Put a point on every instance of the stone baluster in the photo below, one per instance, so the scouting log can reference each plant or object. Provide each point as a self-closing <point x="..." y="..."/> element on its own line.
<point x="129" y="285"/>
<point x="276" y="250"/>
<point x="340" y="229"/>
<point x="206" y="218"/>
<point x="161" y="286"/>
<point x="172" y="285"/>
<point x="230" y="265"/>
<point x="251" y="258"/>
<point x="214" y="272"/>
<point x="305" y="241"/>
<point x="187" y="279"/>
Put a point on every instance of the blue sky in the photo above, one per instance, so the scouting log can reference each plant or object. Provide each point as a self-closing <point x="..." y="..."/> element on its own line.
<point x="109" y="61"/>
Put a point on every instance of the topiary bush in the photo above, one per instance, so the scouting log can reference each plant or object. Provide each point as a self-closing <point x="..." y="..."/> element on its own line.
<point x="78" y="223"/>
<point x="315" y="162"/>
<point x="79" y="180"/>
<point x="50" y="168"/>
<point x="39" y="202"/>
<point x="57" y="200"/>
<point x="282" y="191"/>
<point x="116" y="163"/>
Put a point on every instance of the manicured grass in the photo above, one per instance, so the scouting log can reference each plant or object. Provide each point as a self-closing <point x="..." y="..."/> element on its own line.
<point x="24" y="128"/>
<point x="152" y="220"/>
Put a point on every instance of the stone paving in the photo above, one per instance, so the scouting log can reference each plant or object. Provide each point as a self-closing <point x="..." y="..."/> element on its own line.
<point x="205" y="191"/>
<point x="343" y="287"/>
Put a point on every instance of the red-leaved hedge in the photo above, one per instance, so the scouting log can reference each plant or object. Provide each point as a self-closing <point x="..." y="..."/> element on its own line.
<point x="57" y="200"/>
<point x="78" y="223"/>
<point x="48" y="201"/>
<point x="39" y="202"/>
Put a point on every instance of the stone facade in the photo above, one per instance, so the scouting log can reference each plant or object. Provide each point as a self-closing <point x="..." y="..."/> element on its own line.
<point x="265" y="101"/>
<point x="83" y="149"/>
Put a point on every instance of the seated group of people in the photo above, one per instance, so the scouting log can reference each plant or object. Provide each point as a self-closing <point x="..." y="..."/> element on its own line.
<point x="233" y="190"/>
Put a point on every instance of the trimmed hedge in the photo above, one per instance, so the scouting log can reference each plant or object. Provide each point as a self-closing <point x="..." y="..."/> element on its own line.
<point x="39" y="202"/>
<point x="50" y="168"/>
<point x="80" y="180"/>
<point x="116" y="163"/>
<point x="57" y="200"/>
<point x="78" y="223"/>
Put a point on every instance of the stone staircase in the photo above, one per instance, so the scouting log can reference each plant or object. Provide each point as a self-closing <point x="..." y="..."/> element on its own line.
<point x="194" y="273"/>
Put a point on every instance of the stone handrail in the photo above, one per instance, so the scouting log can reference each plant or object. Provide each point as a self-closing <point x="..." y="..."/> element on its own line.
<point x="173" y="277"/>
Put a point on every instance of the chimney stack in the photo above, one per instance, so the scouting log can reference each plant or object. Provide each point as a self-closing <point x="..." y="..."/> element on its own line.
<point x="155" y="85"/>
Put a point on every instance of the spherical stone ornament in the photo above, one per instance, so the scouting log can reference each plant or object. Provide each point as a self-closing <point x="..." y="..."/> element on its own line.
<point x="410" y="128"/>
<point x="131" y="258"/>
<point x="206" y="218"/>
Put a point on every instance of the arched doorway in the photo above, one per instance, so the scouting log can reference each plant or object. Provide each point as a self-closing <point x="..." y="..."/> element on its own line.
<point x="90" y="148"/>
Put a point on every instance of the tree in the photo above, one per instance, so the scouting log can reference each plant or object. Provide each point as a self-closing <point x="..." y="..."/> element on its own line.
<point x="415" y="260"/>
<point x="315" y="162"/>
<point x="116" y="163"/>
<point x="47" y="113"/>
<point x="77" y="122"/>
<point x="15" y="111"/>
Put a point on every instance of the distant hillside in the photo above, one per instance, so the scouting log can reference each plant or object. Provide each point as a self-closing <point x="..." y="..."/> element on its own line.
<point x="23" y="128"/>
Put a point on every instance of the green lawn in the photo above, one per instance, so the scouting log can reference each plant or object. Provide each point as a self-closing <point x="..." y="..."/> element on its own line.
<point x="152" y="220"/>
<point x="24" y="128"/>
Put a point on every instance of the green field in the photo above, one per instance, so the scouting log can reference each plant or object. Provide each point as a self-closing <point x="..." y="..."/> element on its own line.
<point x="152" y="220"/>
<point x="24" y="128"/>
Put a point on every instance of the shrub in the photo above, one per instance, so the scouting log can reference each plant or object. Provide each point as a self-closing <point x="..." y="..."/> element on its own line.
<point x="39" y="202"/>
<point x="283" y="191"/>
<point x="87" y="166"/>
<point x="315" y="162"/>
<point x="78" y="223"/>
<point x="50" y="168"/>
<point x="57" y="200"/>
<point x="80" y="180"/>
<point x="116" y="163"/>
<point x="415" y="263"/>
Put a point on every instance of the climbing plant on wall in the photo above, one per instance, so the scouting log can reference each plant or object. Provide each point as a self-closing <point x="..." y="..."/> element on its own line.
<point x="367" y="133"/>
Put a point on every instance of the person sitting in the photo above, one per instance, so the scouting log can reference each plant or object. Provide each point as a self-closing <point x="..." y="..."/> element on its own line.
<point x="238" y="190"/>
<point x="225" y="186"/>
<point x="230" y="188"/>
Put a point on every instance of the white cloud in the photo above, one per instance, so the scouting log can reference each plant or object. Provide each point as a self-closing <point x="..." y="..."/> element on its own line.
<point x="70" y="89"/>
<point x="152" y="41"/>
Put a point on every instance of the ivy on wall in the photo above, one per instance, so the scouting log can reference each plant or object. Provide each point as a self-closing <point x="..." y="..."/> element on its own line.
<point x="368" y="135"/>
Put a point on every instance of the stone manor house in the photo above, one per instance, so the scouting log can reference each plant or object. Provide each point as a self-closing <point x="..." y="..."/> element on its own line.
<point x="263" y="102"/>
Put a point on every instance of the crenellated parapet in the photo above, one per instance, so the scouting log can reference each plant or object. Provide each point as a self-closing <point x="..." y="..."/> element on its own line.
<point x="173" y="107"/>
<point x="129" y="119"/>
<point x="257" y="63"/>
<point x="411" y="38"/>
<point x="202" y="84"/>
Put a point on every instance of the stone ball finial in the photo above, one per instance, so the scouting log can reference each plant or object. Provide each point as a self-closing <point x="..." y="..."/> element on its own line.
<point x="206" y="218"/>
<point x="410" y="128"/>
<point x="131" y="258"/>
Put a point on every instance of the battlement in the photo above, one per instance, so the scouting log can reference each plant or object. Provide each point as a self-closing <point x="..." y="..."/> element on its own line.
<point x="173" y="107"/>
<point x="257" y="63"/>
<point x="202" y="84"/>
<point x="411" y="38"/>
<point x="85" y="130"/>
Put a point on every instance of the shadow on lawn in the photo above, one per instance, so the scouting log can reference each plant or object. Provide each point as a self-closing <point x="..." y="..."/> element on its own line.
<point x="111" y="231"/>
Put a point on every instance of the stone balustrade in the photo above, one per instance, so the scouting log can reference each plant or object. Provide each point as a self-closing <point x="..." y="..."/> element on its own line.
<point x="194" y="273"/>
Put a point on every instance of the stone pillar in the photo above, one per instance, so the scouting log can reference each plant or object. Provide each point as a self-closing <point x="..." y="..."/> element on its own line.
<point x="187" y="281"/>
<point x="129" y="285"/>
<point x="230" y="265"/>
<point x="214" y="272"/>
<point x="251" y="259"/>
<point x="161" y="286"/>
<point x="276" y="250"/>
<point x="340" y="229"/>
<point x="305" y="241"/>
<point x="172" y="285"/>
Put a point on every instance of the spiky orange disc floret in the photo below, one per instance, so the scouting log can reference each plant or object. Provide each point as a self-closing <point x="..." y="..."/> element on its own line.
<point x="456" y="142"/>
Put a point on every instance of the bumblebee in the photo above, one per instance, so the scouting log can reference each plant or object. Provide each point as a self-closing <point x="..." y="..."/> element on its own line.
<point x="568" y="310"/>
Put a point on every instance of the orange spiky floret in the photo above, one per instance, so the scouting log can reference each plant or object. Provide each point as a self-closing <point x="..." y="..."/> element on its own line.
--
◆ **What you are asked to do**: Locate "Put a point on every instance of the spiky" in the data above. Then repeat, exactly, its line and each line after it through the last, adding nothing.

◆ **Task output**:
Put a point on every instance of the spiky orange disc floret in the photo below, one per instance, so the scouting log can reference each plant or object. Provide each point as a self-closing <point x="..." y="..."/> element on its own line.
<point x="456" y="142"/>
Put a point on every instance of the bumblebee in the photo above, one per instance, so the scouting log can reference each plant or object. Provide each point as a self-closing <point x="..." y="..."/> element on its own line.
<point x="568" y="310"/>
Put a point on every instance of the orange spiky floret in the photo above, one per instance, so the scouting log can reference each plant or object. Provide each point as a self-closing <point x="..." y="..."/> element on its own line.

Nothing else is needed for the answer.